**Exercise:** Output every entry exactly as it appears.

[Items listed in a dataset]
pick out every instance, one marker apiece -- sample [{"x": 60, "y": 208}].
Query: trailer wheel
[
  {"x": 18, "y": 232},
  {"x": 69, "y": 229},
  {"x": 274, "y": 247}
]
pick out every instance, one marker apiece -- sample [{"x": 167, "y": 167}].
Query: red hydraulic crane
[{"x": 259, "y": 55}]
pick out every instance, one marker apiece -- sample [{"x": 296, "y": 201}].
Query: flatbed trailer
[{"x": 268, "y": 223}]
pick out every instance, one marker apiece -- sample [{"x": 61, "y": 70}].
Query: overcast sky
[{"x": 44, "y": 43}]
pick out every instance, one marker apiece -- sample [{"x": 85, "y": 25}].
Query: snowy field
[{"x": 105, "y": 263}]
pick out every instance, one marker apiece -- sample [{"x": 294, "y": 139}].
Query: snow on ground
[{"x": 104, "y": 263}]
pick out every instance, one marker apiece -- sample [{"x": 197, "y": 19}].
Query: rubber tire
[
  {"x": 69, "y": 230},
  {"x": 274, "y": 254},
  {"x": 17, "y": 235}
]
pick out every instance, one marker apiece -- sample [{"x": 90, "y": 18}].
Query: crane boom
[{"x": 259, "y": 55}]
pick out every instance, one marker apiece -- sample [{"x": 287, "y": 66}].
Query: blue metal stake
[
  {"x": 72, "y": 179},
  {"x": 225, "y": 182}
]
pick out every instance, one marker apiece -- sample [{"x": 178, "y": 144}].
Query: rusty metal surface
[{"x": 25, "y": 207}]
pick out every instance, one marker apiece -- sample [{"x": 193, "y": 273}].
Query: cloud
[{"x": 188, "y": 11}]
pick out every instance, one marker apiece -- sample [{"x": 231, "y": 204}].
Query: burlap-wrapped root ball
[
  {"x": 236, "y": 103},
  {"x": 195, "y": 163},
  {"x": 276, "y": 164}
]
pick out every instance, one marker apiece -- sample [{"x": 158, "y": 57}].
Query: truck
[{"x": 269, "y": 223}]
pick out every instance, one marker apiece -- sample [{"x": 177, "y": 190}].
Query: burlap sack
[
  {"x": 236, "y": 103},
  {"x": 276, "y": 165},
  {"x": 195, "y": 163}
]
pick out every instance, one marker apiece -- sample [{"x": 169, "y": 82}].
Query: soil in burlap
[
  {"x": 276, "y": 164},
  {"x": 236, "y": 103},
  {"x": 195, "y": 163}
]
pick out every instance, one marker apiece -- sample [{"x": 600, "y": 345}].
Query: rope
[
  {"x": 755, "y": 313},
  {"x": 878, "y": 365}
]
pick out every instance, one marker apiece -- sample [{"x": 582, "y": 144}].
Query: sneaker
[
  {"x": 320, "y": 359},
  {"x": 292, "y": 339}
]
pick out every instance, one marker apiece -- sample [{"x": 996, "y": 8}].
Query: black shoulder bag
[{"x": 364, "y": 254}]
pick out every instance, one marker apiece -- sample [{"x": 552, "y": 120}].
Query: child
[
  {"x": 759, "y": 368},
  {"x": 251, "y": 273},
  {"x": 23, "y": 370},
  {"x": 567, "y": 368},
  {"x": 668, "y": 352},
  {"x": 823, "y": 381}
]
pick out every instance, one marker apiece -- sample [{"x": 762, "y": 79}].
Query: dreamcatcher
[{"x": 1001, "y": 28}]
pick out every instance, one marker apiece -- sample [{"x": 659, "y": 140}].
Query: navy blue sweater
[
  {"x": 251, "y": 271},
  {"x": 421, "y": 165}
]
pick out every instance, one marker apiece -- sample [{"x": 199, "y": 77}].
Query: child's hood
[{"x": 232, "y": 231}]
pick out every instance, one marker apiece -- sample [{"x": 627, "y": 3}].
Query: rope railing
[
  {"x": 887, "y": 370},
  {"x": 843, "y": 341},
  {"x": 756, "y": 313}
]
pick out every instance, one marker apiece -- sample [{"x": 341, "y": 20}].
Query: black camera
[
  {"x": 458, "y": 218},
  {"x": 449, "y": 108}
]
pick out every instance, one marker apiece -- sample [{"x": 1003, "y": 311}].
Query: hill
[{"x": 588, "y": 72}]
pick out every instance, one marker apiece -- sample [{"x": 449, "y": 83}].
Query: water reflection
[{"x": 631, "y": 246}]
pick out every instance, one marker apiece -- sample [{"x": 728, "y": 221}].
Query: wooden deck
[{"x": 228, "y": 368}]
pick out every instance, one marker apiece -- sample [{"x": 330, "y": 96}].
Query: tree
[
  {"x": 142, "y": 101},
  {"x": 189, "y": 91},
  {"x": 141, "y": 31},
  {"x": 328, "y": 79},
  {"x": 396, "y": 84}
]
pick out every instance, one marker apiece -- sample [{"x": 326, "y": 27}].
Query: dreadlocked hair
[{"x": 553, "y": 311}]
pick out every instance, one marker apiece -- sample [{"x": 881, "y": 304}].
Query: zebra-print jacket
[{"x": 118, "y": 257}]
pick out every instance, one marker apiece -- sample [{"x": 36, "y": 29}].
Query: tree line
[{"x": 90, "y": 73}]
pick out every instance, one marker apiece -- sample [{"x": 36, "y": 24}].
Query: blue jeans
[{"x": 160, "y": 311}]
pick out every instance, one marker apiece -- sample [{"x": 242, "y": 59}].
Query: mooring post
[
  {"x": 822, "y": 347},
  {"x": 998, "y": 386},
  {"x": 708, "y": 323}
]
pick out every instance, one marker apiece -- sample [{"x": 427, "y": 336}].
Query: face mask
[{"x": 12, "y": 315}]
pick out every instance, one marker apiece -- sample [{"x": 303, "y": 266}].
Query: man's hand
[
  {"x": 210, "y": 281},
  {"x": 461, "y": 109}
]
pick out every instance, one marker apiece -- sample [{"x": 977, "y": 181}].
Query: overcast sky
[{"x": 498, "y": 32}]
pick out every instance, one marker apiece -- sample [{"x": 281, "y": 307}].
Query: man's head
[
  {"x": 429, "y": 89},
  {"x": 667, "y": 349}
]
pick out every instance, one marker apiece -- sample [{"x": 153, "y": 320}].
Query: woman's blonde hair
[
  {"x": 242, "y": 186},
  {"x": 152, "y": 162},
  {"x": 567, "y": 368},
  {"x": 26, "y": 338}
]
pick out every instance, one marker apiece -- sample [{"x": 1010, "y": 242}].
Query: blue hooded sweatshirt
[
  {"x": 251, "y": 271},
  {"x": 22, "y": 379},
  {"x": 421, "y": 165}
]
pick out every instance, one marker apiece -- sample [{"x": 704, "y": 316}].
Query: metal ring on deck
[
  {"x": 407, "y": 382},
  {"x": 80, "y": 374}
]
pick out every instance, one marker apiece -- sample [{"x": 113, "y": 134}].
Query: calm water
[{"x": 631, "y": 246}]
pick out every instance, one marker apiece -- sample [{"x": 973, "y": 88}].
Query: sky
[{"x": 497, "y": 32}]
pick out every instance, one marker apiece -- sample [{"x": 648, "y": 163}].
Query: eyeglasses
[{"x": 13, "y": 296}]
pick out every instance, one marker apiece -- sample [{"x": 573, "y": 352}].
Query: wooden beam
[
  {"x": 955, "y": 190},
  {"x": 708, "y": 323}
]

**Solution to the problem:**
pick out every instance, one marker apiece -- sample [{"x": 60, "y": 208}].
Query: trailer wheel
[
  {"x": 18, "y": 232},
  {"x": 69, "y": 229},
  {"x": 274, "y": 247}
]
pick out every instance, one marker apiece -- sample [{"x": 167, "y": 167}].
Query: red hydraulic crane
[{"x": 259, "y": 55}]
pick out every instance, one marker apiece -- sample [{"x": 296, "y": 201}].
Query: flatbed trailer
[{"x": 268, "y": 223}]
pick out every instance, one marker apiece -- sample [{"x": 61, "y": 70}].
Query: overcast sky
[{"x": 44, "y": 43}]
pick out every instance, one marker apiece -- sample [{"x": 85, "y": 25}].
Query: snowy field
[{"x": 105, "y": 263}]
pick out every instance, one marker apiece -- sample [{"x": 294, "y": 139}].
Query: snow on ground
[{"x": 104, "y": 263}]
pick out every instance, one marker apiece -- sample [{"x": 197, "y": 19}].
Query: rubber tire
[
  {"x": 69, "y": 230},
  {"x": 274, "y": 254},
  {"x": 17, "y": 235}
]
pick out every instance, one marker apiece -- sample [{"x": 90, "y": 18}].
Query: crane boom
[{"x": 259, "y": 55}]
pick out every instance, one marker apiece -- sample [{"x": 287, "y": 66}].
Query: blue metal stake
[
  {"x": 72, "y": 179},
  {"x": 225, "y": 182}
]
pick out every instance, one marker apiece -- sample [{"x": 178, "y": 144}].
Query: rusty metal surface
[{"x": 25, "y": 207}]
pick out every instance, one marker apiece -- sample [{"x": 193, "y": 273}].
Query: cloud
[{"x": 188, "y": 11}]
pick out every instance, one marker apiece -- sample [{"x": 231, "y": 204}].
Query: burlap-wrapped root ball
[
  {"x": 236, "y": 103},
  {"x": 195, "y": 163},
  {"x": 276, "y": 164}
]
pick out every instance, one marker apiece -- sample [{"x": 158, "y": 57}].
Query: truck
[{"x": 269, "y": 223}]
pick out every instance, one marker apiece -- sample [{"x": 177, "y": 190}].
Query: burlap sack
[
  {"x": 236, "y": 103},
  {"x": 276, "y": 165},
  {"x": 195, "y": 163}
]
pick out every instance, one marker apiece -- sample [{"x": 169, "y": 82}].
Query: soil in burlap
[
  {"x": 276, "y": 164},
  {"x": 236, "y": 103},
  {"x": 195, "y": 163}
]
pick out every instance, one marker apiece -- sample [{"x": 600, "y": 345}].
Query: rope
[
  {"x": 755, "y": 313},
  {"x": 878, "y": 365}
]
pick out every instance, one marker apiece -- sample [{"x": 582, "y": 144}].
Query: sneaker
[
  {"x": 320, "y": 359},
  {"x": 292, "y": 339}
]
pick out every instance, one marker apiece -- sample [{"x": 996, "y": 8}].
Query: black shoulder bag
[{"x": 364, "y": 254}]
pick out every instance, one marker apiece -- sample [{"x": 552, "y": 120}].
Query: child
[
  {"x": 759, "y": 368},
  {"x": 251, "y": 273},
  {"x": 23, "y": 370},
  {"x": 567, "y": 368},
  {"x": 668, "y": 352},
  {"x": 823, "y": 381}
]
pick out every instance, one marker apiece -- sample [{"x": 762, "y": 79}].
Query: dreamcatcher
[{"x": 1001, "y": 28}]
pick out every instance, one marker apiece -- sample [{"x": 659, "y": 140}].
Query: navy blue sweater
[
  {"x": 251, "y": 271},
  {"x": 421, "y": 165}
]
pick out every instance, one marker apiece -- sample [{"x": 199, "y": 77}].
Query: child's hood
[{"x": 232, "y": 231}]
pick out every instance, one marker apiece -- sample [{"x": 627, "y": 3}].
Query: rope railing
[
  {"x": 887, "y": 370},
  {"x": 843, "y": 341},
  {"x": 756, "y": 313}
]
pick out every instance, one marker apiece -- sample [{"x": 341, "y": 20}].
Query: black camera
[
  {"x": 458, "y": 218},
  {"x": 449, "y": 108}
]
pick out every instance, one marker apiece -- sample [{"x": 1003, "y": 311}].
Query: hill
[{"x": 588, "y": 72}]
pick out every instance, one marker apiece -- sample [{"x": 449, "y": 83}].
Query: water reflection
[{"x": 631, "y": 246}]
pick out every instance, one marker apiece -- sample [{"x": 728, "y": 221}].
Query: wooden deck
[{"x": 228, "y": 368}]
pick out every instance, one marker apiece -- sample [{"x": 330, "y": 96}].
Query: tree
[
  {"x": 142, "y": 101},
  {"x": 189, "y": 91},
  {"x": 141, "y": 31},
  {"x": 328, "y": 79},
  {"x": 396, "y": 84}
]
pick out every instance, one marker apiece -- sample [{"x": 326, "y": 27}].
Query: dreadlocked hair
[{"x": 553, "y": 311}]
pick out every instance, one marker apiece -- sample [{"x": 881, "y": 304}].
Query: zebra-print jacket
[{"x": 118, "y": 257}]
pick out every instance, one marker apiece -- sample [{"x": 36, "y": 29}].
Query: tree line
[{"x": 90, "y": 73}]
pick out every instance, one marker apiece -- sample [{"x": 36, "y": 24}].
Query: blue jeans
[{"x": 160, "y": 311}]
pick out every instance, one marker apiece -- sample [{"x": 242, "y": 59}].
Query: mooring post
[
  {"x": 822, "y": 347},
  {"x": 998, "y": 386},
  {"x": 708, "y": 323}
]
pick out every instance, one marker apiece -- sample [{"x": 427, "y": 336}].
Query: face mask
[{"x": 12, "y": 315}]
pick out every instance, one marker apiece -- sample [{"x": 303, "y": 266}].
Query: man's hand
[
  {"x": 210, "y": 281},
  {"x": 461, "y": 109}
]
pick out every instance, one marker apiece -- sample [{"x": 977, "y": 181}].
Query: overcast sky
[{"x": 498, "y": 32}]
pick out every instance, one marker apiece -- sample [{"x": 281, "y": 307}].
Query: man's head
[
  {"x": 429, "y": 89},
  {"x": 667, "y": 349}
]
pick out every instance, one marker apiece -- sample [{"x": 153, "y": 320}].
Query: woman's blonde hair
[
  {"x": 242, "y": 186},
  {"x": 152, "y": 162},
  {"x": 567, "y": 368},
  {"x": 26, "y": 338}
]
pick out every instance, one marker apiece -- sample [{"x": 1010, "y": 242}].
Query: blue hooded sweatshirt
[
  {"x": 251, "y": 271},
  {"x": 22, "y": 379},
  {"x": 421, "y": 165}
]
pick out every instance, one marker apiece -- sample [{"x": 704, "y": 316}].
Query: metal ring on deck
[
  {"x": 407, "y": 382},
  {"x": 80, "y": 374}
]
pick out every instance, one marker apiece -- sample [{"x": 113, "y": 134}].
Query: calm water
[{"x": 631, "y": 246}]
pick out every instance, one marker apiece -- sample [{"x": 973, "y": 88}].
Query: sky
[{"x": 497, "y": 32}]
pick out every instance, one marker apiece -- sample [{"x": 648, "y": 163}].
Query: eyeglasses
[{"x": 13, "y": 296}]
pick out every instance, one marker apiece -- sample [{"x": 573, "y": 352}].
Query: wooden beam
[
  {"x": 955, "y": 190},
  {"x": 708, "y": 323}
]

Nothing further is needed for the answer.